Coordinate labeling data
▬▬▬▬▬▬

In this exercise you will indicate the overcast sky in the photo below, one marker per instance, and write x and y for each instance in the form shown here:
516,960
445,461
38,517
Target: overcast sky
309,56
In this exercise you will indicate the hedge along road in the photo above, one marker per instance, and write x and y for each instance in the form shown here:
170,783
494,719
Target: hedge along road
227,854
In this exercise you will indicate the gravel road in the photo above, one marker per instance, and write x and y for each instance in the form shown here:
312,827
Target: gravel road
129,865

▬▬▬▬▬▬

• **GOAL**
Repeat the whole listing exactly, keeping every line intact.

• **RESULT OF THE EXERCISE**
In this exercise you will indicate the overcast sky in the photo below, one marker per instance, and write x and y for each instance in the form shown here:
516,960
445,461
38,517
Target: overcast sky
309,56
In this exercise you will indicate the hedge along road in the photo above, one marker per instance, and write x and y for each instance in the form shown here:
170,783
494,719
Target: hedge along road
227,854
In this exercise you will indicate the gravel road in the photo above, one marker per instance, and write x and y for each instance in the form shown here:
312,827
Target: gravel road
129,865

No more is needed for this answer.